Request 1 ::
Answer these questions from the block I/O patch below:
(a) Which file does the patch modify?
(b) What import line does the patch add?
(c) What field replaces `request_list` in `BlockEpollHandler`?
Request 2 :: Reproduce the stretch of the block I/O patch from "During analysis of" through "insertions(+), 9 deletions(-)".
Request 3 ::
Based on the block I/O patch below, say whether each statement agrees with it. Give yes or no and quote the deciding words.
(a) The patch adds more lines than it deletes.
(b) Completion events were observed to usually occur in a different order from submissions.
(c) During boot, the maximum number of inflight requests exceeds the size of the queue.

Source excerpt ::
** Begin **

From ba9554389bdf294a635a40556064aa596178f271 Mon Sep 17 00:00:00 2001
From: Rob Bradford <robert.bradford@intel.com>
Date: Thu, 5 Jan 2023 14:09:58 +0000
Subject: [PATCH] virtio-devices: block: Replace use of HashMap for inflight
 requests

During analysis of the asynchrous block I/O handling it was observed
that the majority of the time the completion events occur in the same
order as submissions. Further the maximum number of inflight requests
during the boot time is much lower than the size of the queue.

Through the use of a double ended queue (VecDequeue) with a reasonable
pre-allocation capacity we can have O(1) allocation free addition of
items to the list of inflight requests and mostly O(1) matching of
completed requests to submissions.

Signed-off-by: Rob Bradford <robert.bradford@intel.com>
---
 virtio-devices/src/block.rs | 43 +++++++++++++++++++++++++++++--------
 1 file changed, 34 insertions(+), 9 deletions(-)
diff --git a/virtio-devices/src/block.rs b/virtio-devices/src/block.rs
index d52abfb8b..d04819a95 100644
--- a/virtio-devices/src/block.rs
+++ b/virtio-devices/src/block.rs
@@ -25,6 +25,7 @@ use block_util::{
 };
 use rate_limiter::{RateLimiter, TokenType};
 use seccompiler::SeccompAction;
+use std::collections::VecDeque;
 use std::io;
 use std::num::Wrapping;
 use std::ops::Deref;
@@ -100,7 +101,7 @@ struct BlockEpollHandler {
     writeback: Arc<AtomicBool>,
     counters: BlockCounters,
     queue_evt: EventFd,
-    request_list: HashMap<u16, Request>,
+    inflight_requests: VecDeque<(u16, Request)>,
     rate_limiter: Option<RateLimiter>,
     access_platform: Option<Arc<dyn AccessPlatform>>,
     read_only: bool,
@@ -180,7 +181,8 @@ impl BlockEpollHandler {
                 )

** End **

Given data ::

** Begin **

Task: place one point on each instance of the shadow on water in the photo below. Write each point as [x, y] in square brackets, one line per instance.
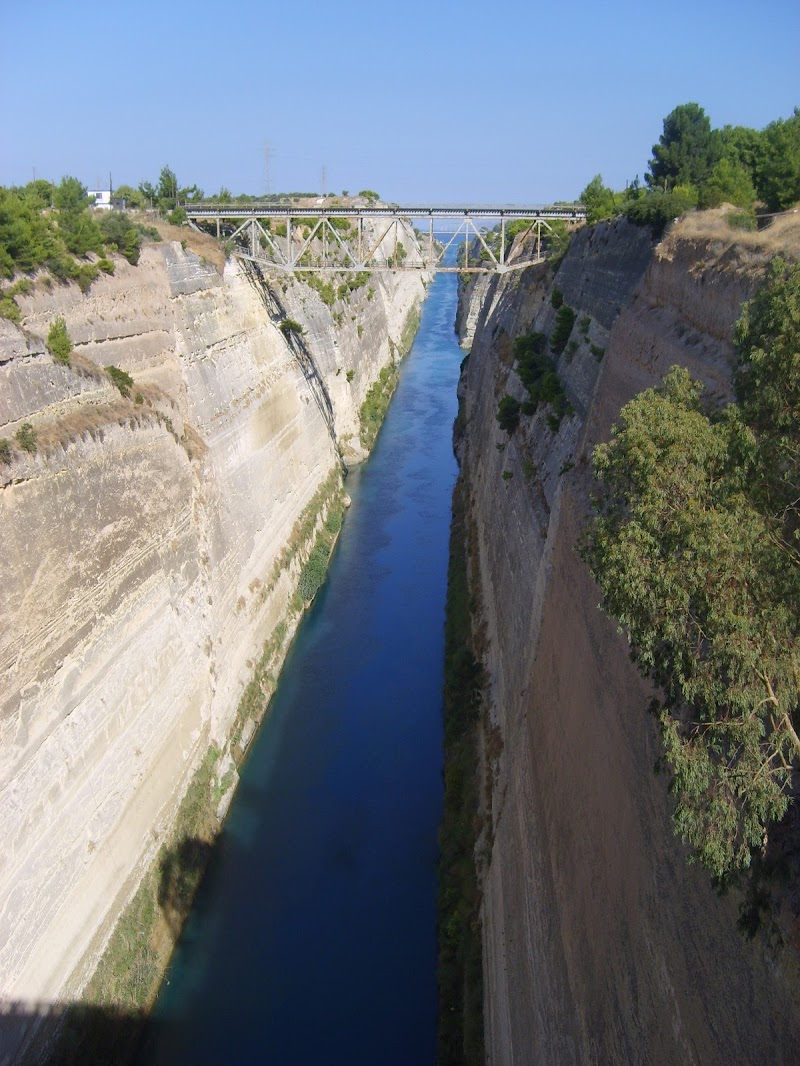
[179, 873]
[80, 1034]
[67, 1034]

** End **

Exercise answer 1 ::
(a) virtio-devices/src/block.rs
(b) use std::collections::VecDeque;
(c) inflight_requests: VecDeque<(u16, Request)>

Exercise answer 2 ::
During analysis of the asynchrous block I/O handling it was observed
that the majority of the time the completion events occur in the same
order as submissions. Further the maximum number of inflight requests
during the boot time is much lower than the size of the queue.

Through the use of a double ended queue (VecDequeue) with a reasonable
pre-allocation capacity we can have O(1) allocation free addition of
items to the list of inflight requests and mostly O(1) matching of
completed requests to submissions.

Signed-off-by: Rob Bradford <robert.bradford@intel.com>
---
 virtio-devices/src/block.rs | 43 +++++++++++++++++++++++++++++--------
 1 file changed, 34 insertions(+), 9 deletions(-)

Exercise answer 3 ::
(a) Yes: "34 insertions(+), 9 deletions(-)"
(b) No: "the majority of the time the completion events occur in the same order as submissions"
(c) No: "the maximum number of inflight requests during the boot time is much lower than the size of the queue"